▶ To be done: Can you retype only the lines from the one with "the snow in" through the final line of the material, exactly as given?

▶ Dataset extract:
▬▬▬▬▬▬
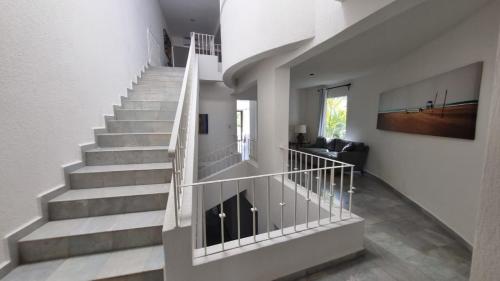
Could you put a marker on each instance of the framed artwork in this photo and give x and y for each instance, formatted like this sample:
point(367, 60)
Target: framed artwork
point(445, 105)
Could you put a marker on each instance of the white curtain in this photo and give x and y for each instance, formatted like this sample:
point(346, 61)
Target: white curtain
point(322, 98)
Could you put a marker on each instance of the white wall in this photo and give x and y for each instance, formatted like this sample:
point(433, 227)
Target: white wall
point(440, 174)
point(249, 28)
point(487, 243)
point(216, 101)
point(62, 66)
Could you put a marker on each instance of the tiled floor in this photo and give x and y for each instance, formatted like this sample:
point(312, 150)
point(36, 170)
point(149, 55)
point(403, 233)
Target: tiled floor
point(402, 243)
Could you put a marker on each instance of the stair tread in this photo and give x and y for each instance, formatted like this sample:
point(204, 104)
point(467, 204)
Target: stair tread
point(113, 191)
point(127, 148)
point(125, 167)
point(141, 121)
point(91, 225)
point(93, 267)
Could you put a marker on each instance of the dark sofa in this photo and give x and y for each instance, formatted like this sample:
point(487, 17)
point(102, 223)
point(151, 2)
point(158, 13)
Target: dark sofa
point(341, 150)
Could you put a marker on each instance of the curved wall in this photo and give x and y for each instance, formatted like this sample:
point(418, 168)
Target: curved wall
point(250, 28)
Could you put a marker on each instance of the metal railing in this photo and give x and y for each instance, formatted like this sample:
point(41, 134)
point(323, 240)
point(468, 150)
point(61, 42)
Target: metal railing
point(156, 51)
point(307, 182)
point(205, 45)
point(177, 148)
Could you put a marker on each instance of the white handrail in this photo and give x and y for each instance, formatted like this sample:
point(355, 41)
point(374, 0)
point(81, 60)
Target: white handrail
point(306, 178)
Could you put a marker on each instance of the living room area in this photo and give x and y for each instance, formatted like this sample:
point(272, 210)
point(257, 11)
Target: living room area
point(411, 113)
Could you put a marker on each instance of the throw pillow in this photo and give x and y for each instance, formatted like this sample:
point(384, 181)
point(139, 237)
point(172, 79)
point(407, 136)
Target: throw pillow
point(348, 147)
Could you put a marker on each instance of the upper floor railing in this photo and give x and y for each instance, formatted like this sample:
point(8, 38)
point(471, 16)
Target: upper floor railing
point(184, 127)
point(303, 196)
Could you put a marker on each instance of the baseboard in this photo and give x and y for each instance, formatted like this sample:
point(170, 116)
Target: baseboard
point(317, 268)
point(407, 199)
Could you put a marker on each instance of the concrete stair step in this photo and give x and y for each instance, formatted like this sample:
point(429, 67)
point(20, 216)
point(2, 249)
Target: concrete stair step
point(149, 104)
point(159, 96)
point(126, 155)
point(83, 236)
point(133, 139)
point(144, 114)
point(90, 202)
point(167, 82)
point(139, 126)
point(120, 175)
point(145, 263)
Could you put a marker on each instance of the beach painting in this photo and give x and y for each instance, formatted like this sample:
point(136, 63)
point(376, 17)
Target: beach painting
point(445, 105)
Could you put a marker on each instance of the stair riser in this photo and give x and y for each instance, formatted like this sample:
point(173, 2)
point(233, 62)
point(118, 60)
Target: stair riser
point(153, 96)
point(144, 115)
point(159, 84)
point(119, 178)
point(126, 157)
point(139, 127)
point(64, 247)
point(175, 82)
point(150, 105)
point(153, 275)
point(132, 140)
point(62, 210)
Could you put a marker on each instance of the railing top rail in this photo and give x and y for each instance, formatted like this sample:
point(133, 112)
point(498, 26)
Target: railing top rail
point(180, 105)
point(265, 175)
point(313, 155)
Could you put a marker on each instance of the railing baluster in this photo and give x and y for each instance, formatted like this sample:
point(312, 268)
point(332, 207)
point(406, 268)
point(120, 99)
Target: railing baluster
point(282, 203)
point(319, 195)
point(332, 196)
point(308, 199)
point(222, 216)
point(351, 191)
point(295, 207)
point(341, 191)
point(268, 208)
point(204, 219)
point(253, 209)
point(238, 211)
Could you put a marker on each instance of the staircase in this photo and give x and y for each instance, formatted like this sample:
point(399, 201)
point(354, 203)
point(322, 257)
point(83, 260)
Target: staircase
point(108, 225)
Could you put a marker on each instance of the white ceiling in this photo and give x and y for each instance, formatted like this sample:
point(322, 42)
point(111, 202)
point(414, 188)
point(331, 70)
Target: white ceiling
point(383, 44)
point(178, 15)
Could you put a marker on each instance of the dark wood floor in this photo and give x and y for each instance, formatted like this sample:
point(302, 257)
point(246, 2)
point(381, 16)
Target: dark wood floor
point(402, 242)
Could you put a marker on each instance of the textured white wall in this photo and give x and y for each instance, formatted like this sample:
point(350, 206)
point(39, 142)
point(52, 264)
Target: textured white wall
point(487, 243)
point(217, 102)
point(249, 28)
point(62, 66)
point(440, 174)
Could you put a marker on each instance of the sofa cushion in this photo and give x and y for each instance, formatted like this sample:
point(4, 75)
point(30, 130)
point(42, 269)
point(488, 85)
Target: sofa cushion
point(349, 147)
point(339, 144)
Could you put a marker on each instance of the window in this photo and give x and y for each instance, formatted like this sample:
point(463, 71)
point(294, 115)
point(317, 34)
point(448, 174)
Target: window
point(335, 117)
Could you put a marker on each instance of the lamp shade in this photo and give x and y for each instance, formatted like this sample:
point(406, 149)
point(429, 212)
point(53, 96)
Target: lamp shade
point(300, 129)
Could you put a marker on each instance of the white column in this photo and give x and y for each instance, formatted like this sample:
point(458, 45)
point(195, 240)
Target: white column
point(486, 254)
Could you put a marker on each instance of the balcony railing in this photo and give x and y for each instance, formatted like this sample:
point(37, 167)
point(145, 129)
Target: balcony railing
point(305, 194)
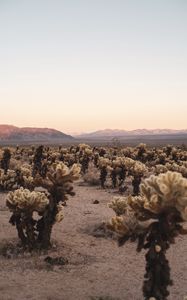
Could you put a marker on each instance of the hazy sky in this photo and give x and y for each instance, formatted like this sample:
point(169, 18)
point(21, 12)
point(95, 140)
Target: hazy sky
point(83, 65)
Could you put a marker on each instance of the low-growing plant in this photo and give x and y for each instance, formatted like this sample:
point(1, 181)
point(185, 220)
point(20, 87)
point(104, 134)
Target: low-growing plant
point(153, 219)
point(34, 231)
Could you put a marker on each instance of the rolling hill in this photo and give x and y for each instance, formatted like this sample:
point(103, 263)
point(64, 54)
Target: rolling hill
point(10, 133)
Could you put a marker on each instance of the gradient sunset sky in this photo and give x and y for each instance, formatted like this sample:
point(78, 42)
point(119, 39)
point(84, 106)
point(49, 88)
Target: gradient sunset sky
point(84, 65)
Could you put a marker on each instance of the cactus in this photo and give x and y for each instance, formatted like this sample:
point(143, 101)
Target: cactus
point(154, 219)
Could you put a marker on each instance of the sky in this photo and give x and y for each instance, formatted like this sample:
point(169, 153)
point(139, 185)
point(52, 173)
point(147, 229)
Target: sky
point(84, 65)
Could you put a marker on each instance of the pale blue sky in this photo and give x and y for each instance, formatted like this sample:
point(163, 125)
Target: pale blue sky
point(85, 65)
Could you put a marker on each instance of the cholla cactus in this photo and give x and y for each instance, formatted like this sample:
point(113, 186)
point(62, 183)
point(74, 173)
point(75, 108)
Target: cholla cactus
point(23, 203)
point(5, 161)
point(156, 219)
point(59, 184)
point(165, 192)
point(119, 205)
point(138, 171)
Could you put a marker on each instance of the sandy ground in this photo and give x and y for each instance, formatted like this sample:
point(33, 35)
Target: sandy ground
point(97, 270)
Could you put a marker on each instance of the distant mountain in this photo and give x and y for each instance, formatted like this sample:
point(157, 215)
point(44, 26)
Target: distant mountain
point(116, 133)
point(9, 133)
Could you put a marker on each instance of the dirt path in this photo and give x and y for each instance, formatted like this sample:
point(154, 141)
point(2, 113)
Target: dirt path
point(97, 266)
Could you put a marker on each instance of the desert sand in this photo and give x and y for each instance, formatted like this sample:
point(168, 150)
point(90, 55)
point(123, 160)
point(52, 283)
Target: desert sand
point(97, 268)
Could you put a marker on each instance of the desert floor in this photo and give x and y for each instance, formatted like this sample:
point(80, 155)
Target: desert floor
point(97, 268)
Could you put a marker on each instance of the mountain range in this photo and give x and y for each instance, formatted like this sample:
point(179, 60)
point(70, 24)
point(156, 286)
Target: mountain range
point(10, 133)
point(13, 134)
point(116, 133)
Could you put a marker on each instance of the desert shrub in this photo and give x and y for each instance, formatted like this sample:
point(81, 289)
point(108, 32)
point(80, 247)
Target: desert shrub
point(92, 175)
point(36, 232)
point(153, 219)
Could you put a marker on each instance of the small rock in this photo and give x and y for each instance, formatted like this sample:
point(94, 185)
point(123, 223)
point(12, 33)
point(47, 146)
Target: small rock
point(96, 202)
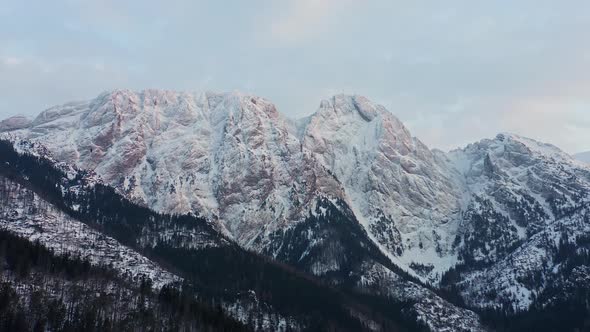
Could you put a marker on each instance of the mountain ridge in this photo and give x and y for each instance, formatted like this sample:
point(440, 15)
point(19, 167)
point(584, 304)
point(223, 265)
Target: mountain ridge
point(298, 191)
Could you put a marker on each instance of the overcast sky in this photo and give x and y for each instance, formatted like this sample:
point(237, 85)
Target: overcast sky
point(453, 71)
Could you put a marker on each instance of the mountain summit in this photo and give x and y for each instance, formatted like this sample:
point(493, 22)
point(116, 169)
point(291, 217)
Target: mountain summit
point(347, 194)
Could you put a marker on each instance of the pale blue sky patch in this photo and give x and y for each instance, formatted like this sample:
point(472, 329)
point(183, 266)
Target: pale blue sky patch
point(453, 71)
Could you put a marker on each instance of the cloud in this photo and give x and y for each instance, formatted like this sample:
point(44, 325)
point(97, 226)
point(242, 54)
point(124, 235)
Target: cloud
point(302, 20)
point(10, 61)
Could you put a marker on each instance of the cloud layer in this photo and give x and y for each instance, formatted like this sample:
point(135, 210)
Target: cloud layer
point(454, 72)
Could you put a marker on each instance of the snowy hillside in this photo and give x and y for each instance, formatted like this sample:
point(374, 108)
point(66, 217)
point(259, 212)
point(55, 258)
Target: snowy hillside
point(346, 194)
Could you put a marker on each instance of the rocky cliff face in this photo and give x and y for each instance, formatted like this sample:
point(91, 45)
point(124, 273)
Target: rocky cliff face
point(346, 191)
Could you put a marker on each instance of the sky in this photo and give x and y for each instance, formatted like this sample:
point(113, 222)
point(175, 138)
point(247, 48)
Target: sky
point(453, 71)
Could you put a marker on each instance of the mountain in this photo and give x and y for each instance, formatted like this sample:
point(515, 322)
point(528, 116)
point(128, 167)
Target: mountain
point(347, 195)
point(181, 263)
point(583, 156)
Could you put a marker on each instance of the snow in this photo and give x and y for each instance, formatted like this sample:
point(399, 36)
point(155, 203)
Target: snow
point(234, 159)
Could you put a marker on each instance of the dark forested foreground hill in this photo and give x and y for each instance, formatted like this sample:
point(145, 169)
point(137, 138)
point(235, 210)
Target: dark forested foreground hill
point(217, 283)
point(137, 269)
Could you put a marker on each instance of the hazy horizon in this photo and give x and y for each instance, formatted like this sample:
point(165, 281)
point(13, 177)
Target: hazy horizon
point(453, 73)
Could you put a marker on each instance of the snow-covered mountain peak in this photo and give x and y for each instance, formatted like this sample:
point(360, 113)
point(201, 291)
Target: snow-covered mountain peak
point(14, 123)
▬▬▬▬▬▬
▶ Task result:
Could you put a marker on each instance of the snow in this photo and give x and y for each instance, formatted like this sample:
point(399, 36)
point(155, 203)
Target: snow
point(234, 159)
Could you put a marker on each instance of the dark forested foreground hill in this photo and give x and y for each instance, formatted like this sample:
point(145, 169)
point(137, 138)
point(235, 210)
Target: dark forested foreground hill
point(217, 283)
point(137, 269)
Could you put a marker on each instance of the hazy horizon in this photo and give x and y for each instance, formatted like this sample:
point(165, 281)
point(13, 177)
Target: hazy horizon
point(453, 73)
Could you put a marker on each instance of the snow-covered mountain peak in this photo and give x and y for each instance, formatted like this sample:
point(360, 113)
point(201, 291)
Target: snow-covered mountain peak
point(14, 123)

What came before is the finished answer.